## Instruction
Starting with the line with "the distant mountain" and going on through the end of the items, write out every line again. Scale each point coordinate by 1.6 and round it to a whole number, with halves going up.
• • • • • • •
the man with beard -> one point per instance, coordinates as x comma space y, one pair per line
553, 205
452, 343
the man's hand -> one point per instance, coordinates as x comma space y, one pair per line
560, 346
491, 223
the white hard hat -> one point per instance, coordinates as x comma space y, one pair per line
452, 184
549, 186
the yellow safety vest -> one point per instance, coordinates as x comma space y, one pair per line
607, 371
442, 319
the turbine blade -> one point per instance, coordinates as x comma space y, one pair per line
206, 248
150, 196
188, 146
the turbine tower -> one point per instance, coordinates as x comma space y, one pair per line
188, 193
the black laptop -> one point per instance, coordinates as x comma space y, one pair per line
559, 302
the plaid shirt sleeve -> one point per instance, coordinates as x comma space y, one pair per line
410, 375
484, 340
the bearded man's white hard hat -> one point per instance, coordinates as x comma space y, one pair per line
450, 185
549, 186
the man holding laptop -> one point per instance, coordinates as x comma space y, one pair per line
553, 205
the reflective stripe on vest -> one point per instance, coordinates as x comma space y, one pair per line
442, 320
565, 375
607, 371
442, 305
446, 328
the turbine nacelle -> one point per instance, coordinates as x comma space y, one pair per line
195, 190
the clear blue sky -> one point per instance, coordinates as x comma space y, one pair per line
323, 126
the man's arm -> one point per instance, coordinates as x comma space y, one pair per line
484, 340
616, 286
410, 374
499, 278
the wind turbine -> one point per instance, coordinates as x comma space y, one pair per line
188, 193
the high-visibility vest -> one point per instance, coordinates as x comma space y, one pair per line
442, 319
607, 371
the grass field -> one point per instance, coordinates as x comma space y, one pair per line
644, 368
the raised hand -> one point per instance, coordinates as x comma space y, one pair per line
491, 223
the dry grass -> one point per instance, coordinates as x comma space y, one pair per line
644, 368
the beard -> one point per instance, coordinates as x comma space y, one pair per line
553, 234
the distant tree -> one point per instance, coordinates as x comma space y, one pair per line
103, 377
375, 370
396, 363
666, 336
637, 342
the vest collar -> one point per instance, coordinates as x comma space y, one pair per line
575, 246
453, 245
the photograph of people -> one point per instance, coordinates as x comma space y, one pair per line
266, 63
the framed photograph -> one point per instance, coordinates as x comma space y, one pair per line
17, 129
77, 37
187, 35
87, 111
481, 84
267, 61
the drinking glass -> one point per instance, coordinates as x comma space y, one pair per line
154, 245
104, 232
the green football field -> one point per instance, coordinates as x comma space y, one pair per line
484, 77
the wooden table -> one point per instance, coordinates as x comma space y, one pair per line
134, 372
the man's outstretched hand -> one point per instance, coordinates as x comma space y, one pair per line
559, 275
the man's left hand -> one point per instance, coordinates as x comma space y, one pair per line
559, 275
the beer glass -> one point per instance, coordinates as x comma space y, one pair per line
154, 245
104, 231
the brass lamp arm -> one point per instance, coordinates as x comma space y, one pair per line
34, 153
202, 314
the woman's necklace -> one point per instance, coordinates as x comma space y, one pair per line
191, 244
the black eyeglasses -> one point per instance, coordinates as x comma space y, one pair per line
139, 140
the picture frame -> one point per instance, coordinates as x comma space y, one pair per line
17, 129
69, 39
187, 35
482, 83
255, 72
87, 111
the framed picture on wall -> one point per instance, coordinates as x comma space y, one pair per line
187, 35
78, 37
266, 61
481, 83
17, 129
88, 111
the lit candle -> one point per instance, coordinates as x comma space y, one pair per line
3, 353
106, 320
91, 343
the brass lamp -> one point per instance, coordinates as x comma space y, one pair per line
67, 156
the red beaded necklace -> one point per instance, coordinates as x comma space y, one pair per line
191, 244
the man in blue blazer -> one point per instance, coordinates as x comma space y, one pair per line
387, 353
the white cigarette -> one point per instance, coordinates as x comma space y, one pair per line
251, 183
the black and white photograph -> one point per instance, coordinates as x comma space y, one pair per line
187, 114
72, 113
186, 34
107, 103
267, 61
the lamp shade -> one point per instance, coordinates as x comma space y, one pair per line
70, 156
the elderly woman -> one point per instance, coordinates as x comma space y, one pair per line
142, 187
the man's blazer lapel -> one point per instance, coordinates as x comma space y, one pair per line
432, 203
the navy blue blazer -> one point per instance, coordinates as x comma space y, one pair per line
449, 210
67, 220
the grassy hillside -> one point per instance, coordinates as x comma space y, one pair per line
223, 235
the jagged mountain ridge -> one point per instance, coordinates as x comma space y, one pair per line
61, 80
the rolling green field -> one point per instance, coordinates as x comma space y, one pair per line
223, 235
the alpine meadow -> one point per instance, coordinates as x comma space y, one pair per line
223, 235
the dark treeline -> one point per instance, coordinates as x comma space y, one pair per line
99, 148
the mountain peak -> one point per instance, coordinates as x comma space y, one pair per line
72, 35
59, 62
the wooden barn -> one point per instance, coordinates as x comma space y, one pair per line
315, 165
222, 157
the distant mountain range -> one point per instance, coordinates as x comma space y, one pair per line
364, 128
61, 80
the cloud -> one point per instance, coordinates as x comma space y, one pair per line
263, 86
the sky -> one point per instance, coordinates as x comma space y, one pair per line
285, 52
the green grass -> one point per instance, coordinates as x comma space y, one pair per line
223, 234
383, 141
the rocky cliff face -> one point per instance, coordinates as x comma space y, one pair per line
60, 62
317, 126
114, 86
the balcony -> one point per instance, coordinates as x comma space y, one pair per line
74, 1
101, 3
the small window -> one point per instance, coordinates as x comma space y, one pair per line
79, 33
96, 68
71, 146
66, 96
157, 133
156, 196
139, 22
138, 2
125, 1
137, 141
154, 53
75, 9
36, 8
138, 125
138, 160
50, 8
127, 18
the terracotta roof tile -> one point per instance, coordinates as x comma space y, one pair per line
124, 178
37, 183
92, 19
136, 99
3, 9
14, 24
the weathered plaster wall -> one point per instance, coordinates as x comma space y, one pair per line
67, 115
• • • • • • •
## Task output
the distant mountain range -> one point per instance, coordinates as x comma space y, one pair per line
582, 205
98, 128
the cloud -> one point per instance, coordinates as x comma space y, one pair per line
421, 138
the sky -> one point per instance, coordinates as x comma space y, one pair per line
456, 83
the green grass -> one point per instance, coordinates as x comma space y, one pair per line
357, 374
613, 226
the rocky cliff face -> one point per instance, coordinates as x comma space y, one pair per line
96, 99
507, 202
182, 138
the balcony -> one point per instance, coordinates as x comma space y, one pair per line
118, 2
162, 5
the small window -> one point per instance, coordinates as x comma space y, one pair per line
126, 53
154, 109
114, 234
106, 154
251, 213
250, 314
222, 35
221, 3
200, 2
219, 226
246, 85
120, 14
58, 13
221, 200
221, 256
80, 13
203, 29
the terracotta roof tile -> one point per instance, coordinates as x comma space y, one pair per line
198, 285
59, 293
147, 30
218, 158
5, 14
22, 38
the weathered plaster wall -> one point per instance, coordinates as x comma space y, one pair per line
107, 184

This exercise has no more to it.